## WORK TO COMPLETE
1. In the Umi Sardjono biography, what did she and her husband operate during the Japanese occupation?
2. Transcribe the part of the Umi Sardjono biography starting at "Indonesian activist (1923–2011)" and ending at "from Dutch rule.".
--- PAGE EXCERPT ---
- Sardjono, 1956
- Born: Suharti Sumodiwirdjo 24 December 1923 Salatiga, on the island of Java, Dutch East Indies
- Died: 11 March 2011 (aged 87) East Jakarta, Indonesia
- Other name: Sintha Melati
- Occupations: Activist, politician

= Umi Sardjono =

Indonesian activist (1923–2011)

Umi Sardjono (pen name Sintha Melati, 24 December 1923 – 11 March 2011) was a prominent Indonesian activist who fought for the independence of the country and supported women's rights. She was involved in the anti-fascist and anti-war movements from the 1940s to the 1960s. As a resistance fighter during the Japanese occupation of the Dutch East Indies, she and her husband operated a food stall which served as a message center for the underground. Captured in 1944, the couple were imprisoned until the surrender of Japan. On gaining release, they worked in the independence movement hoping to free Indonesia from Dutch rule.
--- EXCERPTED DATA ---
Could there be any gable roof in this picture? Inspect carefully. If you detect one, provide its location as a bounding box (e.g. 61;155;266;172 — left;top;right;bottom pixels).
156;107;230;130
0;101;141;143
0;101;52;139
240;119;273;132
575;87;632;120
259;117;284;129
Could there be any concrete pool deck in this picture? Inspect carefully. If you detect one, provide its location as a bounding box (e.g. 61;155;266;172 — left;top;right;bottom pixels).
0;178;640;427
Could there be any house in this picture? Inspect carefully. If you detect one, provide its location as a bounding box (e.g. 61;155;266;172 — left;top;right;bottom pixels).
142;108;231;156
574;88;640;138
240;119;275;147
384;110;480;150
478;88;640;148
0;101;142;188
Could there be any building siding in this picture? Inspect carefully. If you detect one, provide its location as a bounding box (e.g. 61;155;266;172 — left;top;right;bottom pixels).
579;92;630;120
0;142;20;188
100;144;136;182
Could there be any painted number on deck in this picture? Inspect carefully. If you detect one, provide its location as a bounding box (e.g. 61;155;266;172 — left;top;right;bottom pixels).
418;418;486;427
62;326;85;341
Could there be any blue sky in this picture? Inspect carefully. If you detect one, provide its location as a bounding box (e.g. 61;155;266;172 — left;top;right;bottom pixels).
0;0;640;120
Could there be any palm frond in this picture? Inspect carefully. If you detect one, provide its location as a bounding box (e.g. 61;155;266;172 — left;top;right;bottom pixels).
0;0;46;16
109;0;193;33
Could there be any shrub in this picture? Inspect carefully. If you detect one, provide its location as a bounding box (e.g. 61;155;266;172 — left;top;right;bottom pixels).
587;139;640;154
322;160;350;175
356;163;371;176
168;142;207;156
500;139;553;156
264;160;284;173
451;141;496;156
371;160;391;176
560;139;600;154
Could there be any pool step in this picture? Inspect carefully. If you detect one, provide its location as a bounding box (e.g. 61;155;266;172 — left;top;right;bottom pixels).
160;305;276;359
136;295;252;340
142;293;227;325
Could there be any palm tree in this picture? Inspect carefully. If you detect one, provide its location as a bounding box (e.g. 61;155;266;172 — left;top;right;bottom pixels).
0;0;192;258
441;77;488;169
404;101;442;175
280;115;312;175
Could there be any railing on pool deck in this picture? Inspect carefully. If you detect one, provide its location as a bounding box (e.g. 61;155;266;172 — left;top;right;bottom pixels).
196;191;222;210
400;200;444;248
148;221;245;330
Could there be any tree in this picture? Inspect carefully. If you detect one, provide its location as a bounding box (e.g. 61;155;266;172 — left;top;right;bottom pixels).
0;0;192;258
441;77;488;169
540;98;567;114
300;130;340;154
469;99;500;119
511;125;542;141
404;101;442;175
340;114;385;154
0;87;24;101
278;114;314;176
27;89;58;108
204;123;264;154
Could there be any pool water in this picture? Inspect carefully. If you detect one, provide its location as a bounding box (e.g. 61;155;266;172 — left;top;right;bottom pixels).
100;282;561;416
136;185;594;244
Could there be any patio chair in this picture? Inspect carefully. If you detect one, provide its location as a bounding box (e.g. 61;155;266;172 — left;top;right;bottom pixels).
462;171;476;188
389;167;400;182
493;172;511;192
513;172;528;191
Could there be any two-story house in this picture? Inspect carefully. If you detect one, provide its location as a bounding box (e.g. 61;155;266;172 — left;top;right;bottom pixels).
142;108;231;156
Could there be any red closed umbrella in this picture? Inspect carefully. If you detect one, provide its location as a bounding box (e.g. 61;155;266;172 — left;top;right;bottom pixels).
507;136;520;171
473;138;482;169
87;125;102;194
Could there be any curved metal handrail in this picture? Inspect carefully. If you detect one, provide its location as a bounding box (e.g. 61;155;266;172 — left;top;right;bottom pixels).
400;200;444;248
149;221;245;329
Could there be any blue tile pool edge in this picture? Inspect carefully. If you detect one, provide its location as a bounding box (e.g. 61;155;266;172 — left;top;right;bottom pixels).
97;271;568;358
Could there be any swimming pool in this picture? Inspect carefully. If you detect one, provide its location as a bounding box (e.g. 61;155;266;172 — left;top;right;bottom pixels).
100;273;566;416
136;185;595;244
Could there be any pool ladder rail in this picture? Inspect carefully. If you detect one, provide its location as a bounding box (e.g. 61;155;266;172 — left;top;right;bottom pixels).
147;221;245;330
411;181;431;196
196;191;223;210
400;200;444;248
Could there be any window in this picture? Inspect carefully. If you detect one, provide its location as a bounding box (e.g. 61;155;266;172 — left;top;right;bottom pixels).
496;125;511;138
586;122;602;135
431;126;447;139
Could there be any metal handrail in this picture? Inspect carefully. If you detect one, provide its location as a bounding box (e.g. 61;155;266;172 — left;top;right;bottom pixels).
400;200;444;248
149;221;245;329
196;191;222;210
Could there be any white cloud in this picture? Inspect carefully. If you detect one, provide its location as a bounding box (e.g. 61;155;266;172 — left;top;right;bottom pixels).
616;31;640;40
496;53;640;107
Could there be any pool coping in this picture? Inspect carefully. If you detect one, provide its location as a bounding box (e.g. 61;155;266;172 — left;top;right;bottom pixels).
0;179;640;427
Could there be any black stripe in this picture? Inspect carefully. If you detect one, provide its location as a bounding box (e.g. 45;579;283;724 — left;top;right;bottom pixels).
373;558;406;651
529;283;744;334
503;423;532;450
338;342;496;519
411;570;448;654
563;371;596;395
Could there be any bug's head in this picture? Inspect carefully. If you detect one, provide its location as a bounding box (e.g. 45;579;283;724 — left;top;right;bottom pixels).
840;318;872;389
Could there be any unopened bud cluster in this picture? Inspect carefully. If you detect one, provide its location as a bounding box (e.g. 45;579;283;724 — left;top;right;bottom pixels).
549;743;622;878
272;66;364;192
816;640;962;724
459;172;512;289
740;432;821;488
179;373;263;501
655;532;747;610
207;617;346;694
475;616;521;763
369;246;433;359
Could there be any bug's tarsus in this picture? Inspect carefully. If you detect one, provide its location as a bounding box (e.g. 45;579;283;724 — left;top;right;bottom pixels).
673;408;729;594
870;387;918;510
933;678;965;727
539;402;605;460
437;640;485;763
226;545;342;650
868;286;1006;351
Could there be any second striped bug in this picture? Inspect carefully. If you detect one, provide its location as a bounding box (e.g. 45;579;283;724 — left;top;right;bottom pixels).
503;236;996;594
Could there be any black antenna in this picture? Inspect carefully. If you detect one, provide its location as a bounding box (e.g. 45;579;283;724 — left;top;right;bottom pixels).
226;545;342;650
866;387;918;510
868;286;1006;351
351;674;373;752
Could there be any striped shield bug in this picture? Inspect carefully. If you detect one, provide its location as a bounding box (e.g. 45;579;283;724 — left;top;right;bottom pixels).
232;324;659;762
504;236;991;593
---
## SOLUTIONS BELOW
1. A food stall that served as a message center for the underground.

2.
Indonesian activist (1923–2011)

Umi Sardjono (pen name Sintha Melati, 24 December 1923 – 11 March 2011) was a prominent Indonesian activist who fought for the independence of the country and supported women's rights. She was involved in the anti-fascist and anti-war movements from the 1940s to the 1960s. As a resistance fighter during the Japanese occupation of the Dutch East Indies, she and her husband operated a food stall which served as a message center for the underground. Captured in 1944, the couple were imprisoned until the surrender of Japan. On gaining release, they worked in the independence movement hoping to free Indonesia from Dutch rule.